■ Stated goal
Reproduce every one of the following entries verbatim, line for line.
+++ Records for the task
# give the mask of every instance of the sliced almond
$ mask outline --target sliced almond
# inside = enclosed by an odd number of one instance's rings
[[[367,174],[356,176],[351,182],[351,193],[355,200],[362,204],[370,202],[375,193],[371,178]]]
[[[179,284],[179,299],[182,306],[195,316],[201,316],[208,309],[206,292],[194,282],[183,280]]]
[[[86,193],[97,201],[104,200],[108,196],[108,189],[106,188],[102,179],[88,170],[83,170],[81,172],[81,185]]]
++++++
■ Response
# give the mask of every instance of the sliced almond
$ mask outline --target sliced almond
# inside = enclosed by an odd number of one instance's rings
[[[367,174],[356,176],[351,182],[351,193],[355,200],[362,204],[370,202],[375,193],[371,178]]]
[[[179,284],[179,299],[182,306],[195,316],[201,316],[208,309],[206,292],[194,282],[183,280]]]
[[[86,193],[97,201],[104,200],[108,196],[108,189],[106,188],[102,179],[88,170],[83,170],[81,172],[81,185]]]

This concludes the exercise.